**PROMPT**
Without including any pictures, give back all of the data exactly.
:: DATA IN THIS EXERCISE
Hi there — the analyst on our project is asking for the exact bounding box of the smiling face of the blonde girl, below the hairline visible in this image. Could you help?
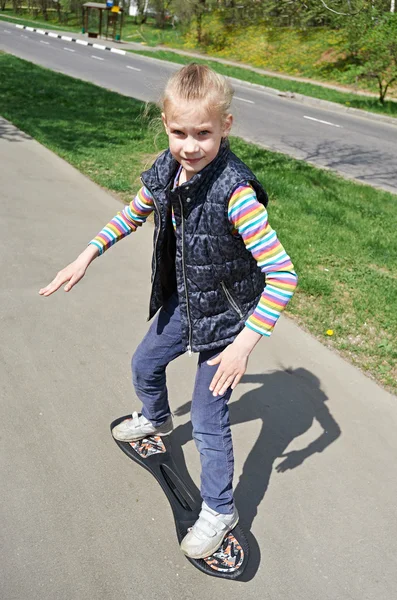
[162,101,233,181]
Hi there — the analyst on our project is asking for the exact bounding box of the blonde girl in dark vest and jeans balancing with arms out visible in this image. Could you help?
[39,64,297,558]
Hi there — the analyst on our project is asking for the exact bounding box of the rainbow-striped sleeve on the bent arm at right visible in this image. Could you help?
[228,185,298,336]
::::
**EXERCISE RESULT**
Hi there — the analyst on our project is asking for the exact bounding box of the smiling face of the blonde girl, below the hairline visible in this image. Could you help?
[162,101,233,181]
Hi there — the analyst on our project is asking for the exact bounding box of the blonde girl in dark vest and jeans balancing with arms out visible in this image. Could you help?
[39,64,297,558]
Hi there — the analyst on our project is asking for the exact bounding box of the rainbow-striped sleeve on the bent arm at right visible in this image. Could you help?
[228,185,298,336]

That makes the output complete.